__EXERCISE OBJECTIVE__
Please write out each entry exactly as it appears.

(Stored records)
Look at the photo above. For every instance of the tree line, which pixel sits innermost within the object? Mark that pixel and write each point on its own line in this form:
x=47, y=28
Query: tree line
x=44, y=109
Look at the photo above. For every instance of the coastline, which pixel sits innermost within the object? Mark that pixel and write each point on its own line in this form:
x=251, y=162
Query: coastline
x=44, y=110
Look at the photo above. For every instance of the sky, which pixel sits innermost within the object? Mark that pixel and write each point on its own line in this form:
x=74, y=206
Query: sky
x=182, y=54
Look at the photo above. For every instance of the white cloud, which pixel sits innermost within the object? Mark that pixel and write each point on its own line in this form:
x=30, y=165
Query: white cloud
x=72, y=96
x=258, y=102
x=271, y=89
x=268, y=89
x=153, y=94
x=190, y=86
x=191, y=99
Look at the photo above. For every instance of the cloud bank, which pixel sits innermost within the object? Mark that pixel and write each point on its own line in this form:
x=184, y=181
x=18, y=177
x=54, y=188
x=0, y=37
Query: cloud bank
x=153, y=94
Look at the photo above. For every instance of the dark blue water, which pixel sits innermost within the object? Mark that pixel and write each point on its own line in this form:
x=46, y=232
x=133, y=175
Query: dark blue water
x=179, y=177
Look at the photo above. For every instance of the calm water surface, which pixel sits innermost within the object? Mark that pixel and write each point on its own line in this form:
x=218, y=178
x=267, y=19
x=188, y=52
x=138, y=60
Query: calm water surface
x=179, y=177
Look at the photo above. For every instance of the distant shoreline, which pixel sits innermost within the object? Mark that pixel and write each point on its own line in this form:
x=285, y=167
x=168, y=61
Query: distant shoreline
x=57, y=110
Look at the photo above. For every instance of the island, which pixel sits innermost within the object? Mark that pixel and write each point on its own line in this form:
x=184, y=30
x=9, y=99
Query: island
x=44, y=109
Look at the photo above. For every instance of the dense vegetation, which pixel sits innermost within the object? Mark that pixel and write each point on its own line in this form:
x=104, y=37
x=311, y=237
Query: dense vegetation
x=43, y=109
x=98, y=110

__RESPONSE TO THIS TASK__
Look at the photo above. For every instance of the tree line, which pixel sits innermost within the object? Mark that pixel and write each point on its own line in this form:
x=47, y=28
Query: tree line
x=44, y=109
Look at the photo above. For every instance of the coastline, which pixel sits innermost within the object? Mark that pixel and write each point on its own line in this form:
x=251, y=162
Query: coastline
x=44, y=110
Look at the photo above. For every instance of the sky, which pixel sits innermost within the object? Mark that pixel and write each point on its own line in this form:
x=74, y=206
Query: sky
x=182, y=54
Look at the photo above. For every instance of the white cloud, which pixel sits innermost within the object? Mark that pixel and write each point on its own line in this form:
x=30, y=165
Query: white cloud
x=72, y=96
x=258, y=102
x=271, y=89
x=268, y=89
x=153, y=94
x=190, y=86
x=191, y=99
Look at the photo above. For every instance of the cloud bank, which pixel sits innermost within the object? Mark that pixel and write each point on its own line in this form:
x=184, y=181
x=18, y=177
x=54, y=188
x=0, y=37
Query: cloud bank
x=153, y=94
Look at the photo above. For every instance of the dark blue water, which pixel sits innermost within the object? Mark that pixel and write each point on its own line in this form:
x=46, y=232
x=133, y=175
Query: dark blue water
x=179, y=177
Look at the photo above. For every instance of the calm water surface, which pixel sits innermost within the object? Mark that pixel and write each point on its own line in this form:
x=218, y=178
x=267, y=19
x=188, y=52
x=138, y=60
Query: calm water surface
x=179, y=177
Look at the photo above. For every instance of the distant shoreline, which pixel sits innermost within the object? Mark that pixel and write each point on its own line in this form:
x=285, y=167
x=168, y=61
Query: distant shoreline
x=57, y=110
Look at the photo above. For every instance of the island, which pixel sits innermost within the object? Mark that pixel and write each point on its own line in this form:
x=184, y=30
x=9, y=99
Query: island
x=44, y=109
Look at the photo above. For every instance of the dense vegetation, which pixel sits innermost within the object? Mark that pixel and write each point on its own line in this form:
x=104, y=37
x=311, y=237
Query: dense vegetation
x=43, y=109
x=98, y=110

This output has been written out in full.